## EXERCISE
What is needed is an exact copy of all the records, written out in full.
====== SUPPLIED DATA ======
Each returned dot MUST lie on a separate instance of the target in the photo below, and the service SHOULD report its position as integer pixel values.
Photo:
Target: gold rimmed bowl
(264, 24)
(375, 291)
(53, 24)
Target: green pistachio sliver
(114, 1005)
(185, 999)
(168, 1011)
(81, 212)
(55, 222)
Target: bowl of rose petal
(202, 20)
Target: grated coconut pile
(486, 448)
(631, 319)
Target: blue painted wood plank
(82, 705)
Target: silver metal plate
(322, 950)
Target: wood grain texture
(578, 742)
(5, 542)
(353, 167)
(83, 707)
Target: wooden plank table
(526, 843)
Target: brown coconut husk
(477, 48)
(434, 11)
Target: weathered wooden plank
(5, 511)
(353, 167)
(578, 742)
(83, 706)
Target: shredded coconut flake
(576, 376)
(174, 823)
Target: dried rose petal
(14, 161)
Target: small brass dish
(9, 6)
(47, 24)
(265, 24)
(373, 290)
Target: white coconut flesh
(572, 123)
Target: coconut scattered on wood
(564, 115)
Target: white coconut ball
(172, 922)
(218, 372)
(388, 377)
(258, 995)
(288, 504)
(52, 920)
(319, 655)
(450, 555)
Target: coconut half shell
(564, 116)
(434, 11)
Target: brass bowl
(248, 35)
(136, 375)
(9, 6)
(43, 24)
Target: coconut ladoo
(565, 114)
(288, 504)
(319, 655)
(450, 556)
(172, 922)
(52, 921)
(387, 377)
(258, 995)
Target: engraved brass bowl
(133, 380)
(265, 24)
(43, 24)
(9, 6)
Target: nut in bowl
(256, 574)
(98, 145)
======
## RESPONSE
Each returned dot MUST lie on a separate instance of the target in the photo below, and the service SHOULD report its position as integer pixel values.
Photo:
Target: gold rimmed bowl
(264, 24)
(375, 291)
(53, 24)
Target: green pistachio sliver
(114, 1005)
(185, 999)
(168, 1011)
(81, 212)
(55, 222)
Target: bowl of rose petal
(202, 20)
Target: grated coconut pile
(486, 448)
(631, 319)
Target: blue painted wood plank
(82, 705)
Target: silver metal plate
(322, 950)
Target: wood grain texture
(578, 742)
(5, 542)
(353, 167)
(83, 707)
Target: wooden plank table
(526, 843)
Target: brown coconut husk
(477, 48)
(434, 11)
Target: weathered wooden plank
(5, 511)
(353, 167)
(578, 742)
(83, 706)
Target: shredded coconut flake
(576, 376)
(174, 823)
Target: dried rose petal
(14, 161)
Target: small brass dish
(9, 6)
(47, 24)
(265, 24)
(373, 290)
Target: white coconut flesh
(572, 123)
Target: coconut scattered on wood
(564, 115)
Target: white coconut ball
(172, 922)
(218, 372)
(388, 377)
(258, 995)
(288, 504)
(52, 920)
(319, 655)
(450, 555)
Target: coconut half shell
(564, 116)
(434, 11)
Target: brass bowl
(248, 35)
(136, 375)
(9, 6)
(43, 24)
Target: coconut ladoo
(565, 114)
(288, 504)
(319, 655)
(450, 556)
(172, 922)
(52, 921)
(387, 377)
(258, 995)
Target: engraved brass bowl
(133, 380)
(265, 24)
(43, 24)
(9, 6)
Target: nut in bowl
(256, 574)
(98, 145)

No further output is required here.